→ **What to work on**:
Repeat each entry exactly. Drop every image.

-- Listed records follows --

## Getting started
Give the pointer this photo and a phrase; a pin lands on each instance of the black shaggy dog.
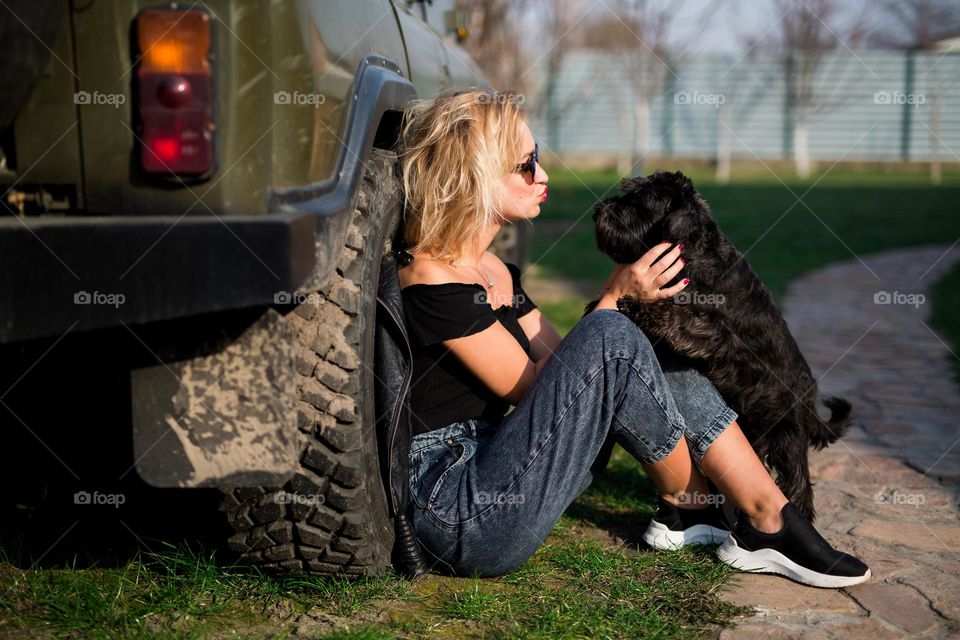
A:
(726, 321)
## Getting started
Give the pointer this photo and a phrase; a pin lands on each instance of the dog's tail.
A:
(834, 428)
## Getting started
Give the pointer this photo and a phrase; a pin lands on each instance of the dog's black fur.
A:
(726, 321)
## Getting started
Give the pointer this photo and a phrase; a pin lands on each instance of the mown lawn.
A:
(580, 584)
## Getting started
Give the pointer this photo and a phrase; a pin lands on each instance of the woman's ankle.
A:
(767, 517)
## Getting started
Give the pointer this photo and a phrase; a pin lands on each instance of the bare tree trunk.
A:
(801, 154)
(641, 133)
(936, 173)
(724, 145)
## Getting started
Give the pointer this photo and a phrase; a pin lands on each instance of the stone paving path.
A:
(889, 491)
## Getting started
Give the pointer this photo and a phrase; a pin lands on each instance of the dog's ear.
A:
(616, 229)
(689, 211)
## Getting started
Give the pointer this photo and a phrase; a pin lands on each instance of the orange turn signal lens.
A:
(173, 41)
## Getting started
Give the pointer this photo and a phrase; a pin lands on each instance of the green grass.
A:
(579, 584)
(175, 594)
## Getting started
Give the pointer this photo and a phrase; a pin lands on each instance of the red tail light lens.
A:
(175, 92)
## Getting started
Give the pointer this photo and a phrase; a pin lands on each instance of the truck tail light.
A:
(175, 92)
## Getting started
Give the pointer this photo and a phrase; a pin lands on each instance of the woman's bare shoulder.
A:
(493, 261)
(426, 271)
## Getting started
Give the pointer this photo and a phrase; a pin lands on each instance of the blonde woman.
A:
(487, 487)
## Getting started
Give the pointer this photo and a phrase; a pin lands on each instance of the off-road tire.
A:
(332, 516)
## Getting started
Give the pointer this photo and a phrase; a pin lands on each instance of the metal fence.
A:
(874, 105)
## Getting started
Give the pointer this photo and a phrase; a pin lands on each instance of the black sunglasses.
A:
(531, 164)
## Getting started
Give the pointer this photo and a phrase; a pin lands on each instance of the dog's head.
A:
(663, 206)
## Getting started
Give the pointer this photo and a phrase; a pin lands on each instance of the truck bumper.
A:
(58, 274)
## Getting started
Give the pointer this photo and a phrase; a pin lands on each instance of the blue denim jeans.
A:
(486, 495)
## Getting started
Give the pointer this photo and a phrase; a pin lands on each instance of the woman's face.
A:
(523, 193)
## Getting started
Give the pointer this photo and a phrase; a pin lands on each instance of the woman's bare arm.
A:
(542, 335)
(498, 360)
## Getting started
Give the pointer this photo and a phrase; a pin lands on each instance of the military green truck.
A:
(224, 174)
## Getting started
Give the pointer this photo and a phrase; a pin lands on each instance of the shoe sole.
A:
(771, 561)
(659, 536)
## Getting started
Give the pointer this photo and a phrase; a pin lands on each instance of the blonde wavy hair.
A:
(455, 150)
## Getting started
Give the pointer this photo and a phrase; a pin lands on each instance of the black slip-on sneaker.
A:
(673, 527)
(797, 551)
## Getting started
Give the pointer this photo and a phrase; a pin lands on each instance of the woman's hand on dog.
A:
(644, 279)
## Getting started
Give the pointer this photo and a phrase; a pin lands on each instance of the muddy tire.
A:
(332, 516)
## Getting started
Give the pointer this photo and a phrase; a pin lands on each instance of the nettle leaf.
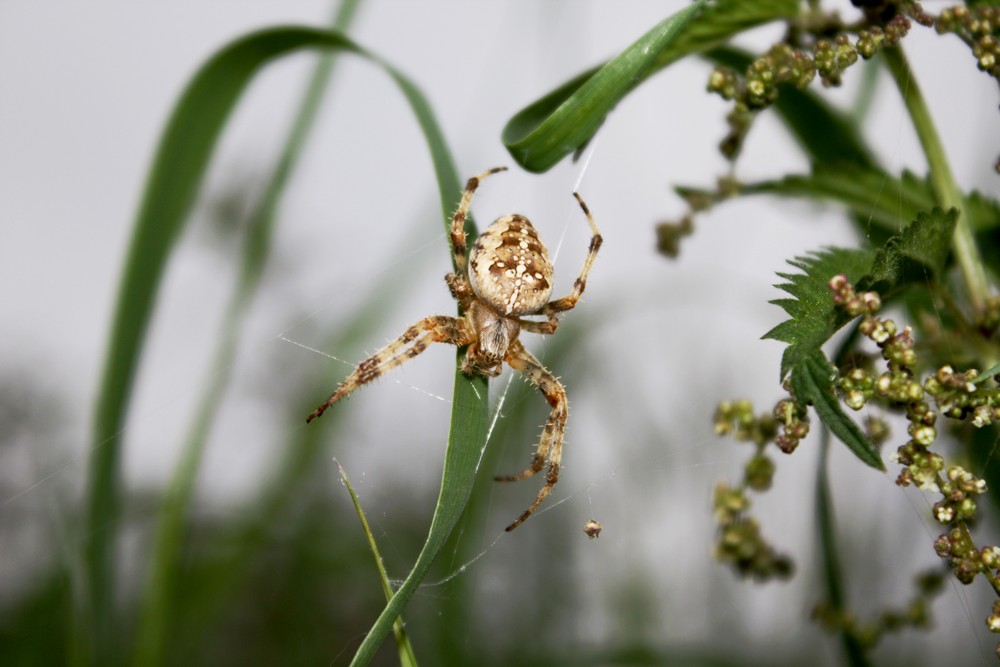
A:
(813, 315)
(874, 196)
(813, 383)
(916, 254)
(826, 134)
(565, 120)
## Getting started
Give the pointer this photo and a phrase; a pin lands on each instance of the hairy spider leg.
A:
(434, 329)
(550, 446)
(556, 306)
(458, 241)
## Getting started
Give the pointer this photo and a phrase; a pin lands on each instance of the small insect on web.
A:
(507, 275)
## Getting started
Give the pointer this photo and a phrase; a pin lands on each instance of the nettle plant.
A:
(929, 254)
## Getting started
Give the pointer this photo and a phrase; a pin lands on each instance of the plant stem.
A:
(833, 584)
(156, 613)
(942, 181)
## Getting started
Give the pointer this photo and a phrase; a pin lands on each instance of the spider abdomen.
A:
(509, 267)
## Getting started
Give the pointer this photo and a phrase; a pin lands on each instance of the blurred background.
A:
(359, 255)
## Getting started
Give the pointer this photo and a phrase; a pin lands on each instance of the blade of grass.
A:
(946, 190)
(564, 120)
(155, 615)
(176, 174)
(406, 655)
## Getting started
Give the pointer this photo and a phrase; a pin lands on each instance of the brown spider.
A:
(509, 275)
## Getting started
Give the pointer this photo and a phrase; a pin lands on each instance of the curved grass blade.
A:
(564, 120)
(406, 654)
(175, 176)
(826, 134)
(155, 616)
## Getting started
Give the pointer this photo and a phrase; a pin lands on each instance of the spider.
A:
(507, 275)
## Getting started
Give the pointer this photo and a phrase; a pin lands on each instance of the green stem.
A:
(832, 579)
(942, 181)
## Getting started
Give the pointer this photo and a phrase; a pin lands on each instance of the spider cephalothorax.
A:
(507, 275)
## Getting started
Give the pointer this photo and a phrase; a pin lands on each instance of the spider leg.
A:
(531, 326)
(436, 329)
(458, 220)
(461, 290)
(552, 308)
(550, 446)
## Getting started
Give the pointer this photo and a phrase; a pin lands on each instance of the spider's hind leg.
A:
(435, 329)
(550, 446)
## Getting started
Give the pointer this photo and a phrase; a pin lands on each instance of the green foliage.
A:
(812, 382)
(564, 120)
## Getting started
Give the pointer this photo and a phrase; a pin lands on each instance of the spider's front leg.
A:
(435, 329)
(553, 308)
(550, 446)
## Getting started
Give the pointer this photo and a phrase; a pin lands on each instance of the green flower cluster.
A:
(740, 542)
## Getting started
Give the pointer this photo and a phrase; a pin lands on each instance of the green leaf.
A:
(407, 658)
(814, 317)
(175, 176)
(874, 196)
(155, 623)
(564, 120)
(917, 254)
(812, 381)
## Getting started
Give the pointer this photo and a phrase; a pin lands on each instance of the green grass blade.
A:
(155, 616)
(468, 433)
(827, 135)
(175, 177)
(830, 566)
(564, 120)
(812, 381)
(406, 654)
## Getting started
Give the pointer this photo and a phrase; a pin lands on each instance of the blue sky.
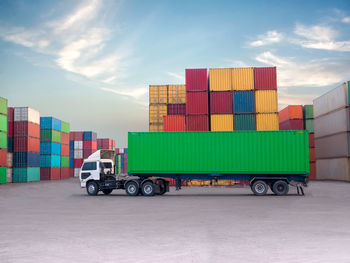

-- Listed records concluded --

→ **Response area**:
## Getting started
Give the pointer this photo and a phrase; a pin lands on each instance of the black shaggy dog.
A:
(726, 321)
## Getting started
Give the pointer this photo and a phrase; a pin lands on each instance of the dog's tail.
A:
(834, 428)
## Getting started
Give the pointer this photo and a phrase; a pin lands on each instance of the dog's black fur.
A:
(726, 321)
## Getting started
Give the pointer this photo and a phrase; a pin lands on each instance of the mown lawn.
A:
(580, 584)
## Getting started
Give the pointer this photo and a phrase; a pin lands on each instance of the woman's ankle.
A:
(767, 517)
## Getting started
Give the pointer this photo and a phrase; a pin lands on each instance of the bare tree trunk.
A:
(801, 154)
(641, 133)
(936, 173)
(724, 145)
## Getting started
Give the pointer this photo and a phrase; a pin lands on each instance of the stone paving path.
A:
(889, 491)
## Getting started
Give the pointer this photo and a phrase; a pin lands on each instance of the dog's ear.
A:
(616, 229)
(689, 211)
## Getting started
Give the pointer this photo and a phrase; a pin lands on each instance of the orange turn signal lens.
A:
(173, 41)
## Getting started
Give the pointer this photo and a phrase; a pin lands on each instance of the green grass.
A:
(579, 584)
(175, 594)
## Getting started
Give the pointer this photo and a phrase; a pin lands on each instance of the red tail light lens.
A:
(175, 92)
## Getting started
Give the pointer this photo and a phrase; a pin lands on each instance of the truck tail light.
A:
(175, 92)
## Getting started
Give the pointer this photo and a phrase; a pin lands on each instance of the woman's bare shoulder.
A:
(493, 261)
(426, 271)
## Getting started
Give the pointer this photo and a phrase; a pin lands on each instance of the blonde woman.
A:
(487, 487)
## Getting started
Give the pointer this photo and a phrase; a pin lands on each instance of the off-road tire.
A:
(332, 516)
## Getting started
Give the pointer this photo and a phrase; a pin lands on each instance of the metal fence.
A:
(874, 105)
## Getting started
Give the pointer this photo and a phrase; a pin lands on each instance of the black sunglasses.
A:
(531, 164)
## Getting started
Give the pointer this photo and a phrase; a pin lands on each instance of the dog's head.
A:
(663, 206)
## Getting started
Give the pointer this photo and a phrase; a pin lands on each instance of the truck bumper.
A:
(58, 274)
## Getting started
Give the pointer this photo and a phrase; a pin lands on each instance of the blue denim jeans.
A:
(486, 495)
## Getting started
Give the pointer this photo and a phrase; a pin lands on each instance of the woman's face.
A:
(523, 193)
## Getting started
Give the pointer this photo and a phrase; a pin lands on each instance of the woman's bare arm.
A:
(542, 335)
(498, 360)
## Getting started
Give the pointer this photo and a phrase; a pin lands on each instance of the military green truck.
A:
(224, 174)
## Getting started
Give the pointer this photo and a phrase; a pin lands on each instance of the shoe sole.
A:
(771, 561)
(659, 536)
## Getting started
Give the pointer this photo and a phrase; a pin lands on each instance of the blonde wavy hair.
A:
(455, 150)
## Getting started
Give the pointer this photo and a phrase; a pin lands on each instance of the black slip-on sneaker.
A:
(673, 527)
(797, 551)
## Getting started
Give the pointer this photo and a phrase; a pin lands on each instance of the woman's hand on dog.
A:
(644, 279)
## Getting started
Give the pointer this photo and a phrase; a pin lands on each instance of the muddy tire.
A:
(332, 516)
## Getting started
Give the pointer this photo and a phrase; a pin lands on each instance of the nettle leaf.
A:
(813, 315)
(874, 196)
(813, 383)
(916, 254)
(826, 134)
(565, 120)
## Getting started
Give the pointer this photo and a phrase; a pin lands on each instance of the hairy spider leg.
A:
(434, 329)
(550, 446)
(556, 306)
(458, 241)
## Getting started
Give the pointer this photo and a phrase; a pin lands on each instance of the small insect on web.
A:
(507, 275)
## Getting started
Give the pointer this photo and a phrase; a pin lands on each instance of the nettle plant.
A:
(929, 254)
## Getting started
Give the pointer this photo and a phrase; a pin lands on each instance of the plant stem.
A:
(833, 584)
(156, 613)
(942, 181)
## Getting started
Give the pointer this photo and a phrase; a pin lands on each instance of the spider abdomen.
A:
(509, 267)
## Getting started
Give the pointer this photo and a phrase; a pin lands on each instance of the blurred background.
A:
(359, 255)
## Getting started
Give the pointer this photo and a phrase; a pin lands on each instance of the blade of grass.
A:
(946, 190)
(564, 120)
(155, 615)
(176, 174)
(406, 655)
## Getting started
Give the pointer this photo and a phrase; a pin lands on each instance of the brown spider.
A:
(509, 275)
## Getting started
Give the pointer this photo and a phrase; a pin lands on each instance of the curved grass blade.
A:
(564, 120)
(406, 654)
(175, 176)
(826, 134)
(155, 616)
## Getting started
Give the pointer this photo and a phrase; a pin lands on each instance of the spider.
A:
(507, 275)
## Getting started
Give the pointer this photo and a phrase; a pin lands on each instance of the green stem.
A:
(832, 579)
(942, 181)
## Getting started
Give the pointer this photo and a phrase; a pin lands on each instance of the spider cephalothorax.
A:
(507, 275)
## Getting started
Give the pointer this photo and a phrase; a pin lands on each instance of the spider leg.
A:
(531, 326)
(436, 329)
(458, 220)
(461, 290)
(552, 308)
(550, 446)
## Getting started
Give the pointer this photo and a phrase; a pin lands on each instance of the spider's hind leg.
A:
(435, 329)
(550, 446)
## Getting started
Give the pointer this photo and a phrase; a pin lands on each instance of the green foliage.
A:
(812, 382)
(564, 120)
## Getting started
Give the pointer this photo and a phrase; a pin lands on each instance of the spider's front leg.
A:
(435, 329)
(553, 308)
(550, 446)
## Getting started
Give the pointer this photo and a phrase; a pin lands on each instance of the green flower cluster.
A:
(740, 542)
## Getting started
Give the pointer this photo and a phrase; a pin lands on each instance of the green leaf.
A:
(407, 658)
(814, 317)
(175, 176)
(874, 196)
(155, 623)
(564, 120)
(917, 254)
(812, 381)
## Getting started
Give the pointer this photo and a phrase; a pin lands on each instance of the green grass blade.
A:
(155, 616)
(468, 433)
(827, 135)
(175, 177)
(830, 566)
(564, 120)
(812, 381)
(406, 654)
## Getting started
Give the pointer this photo and a phrase; a pin lands on each instance of the blue sky.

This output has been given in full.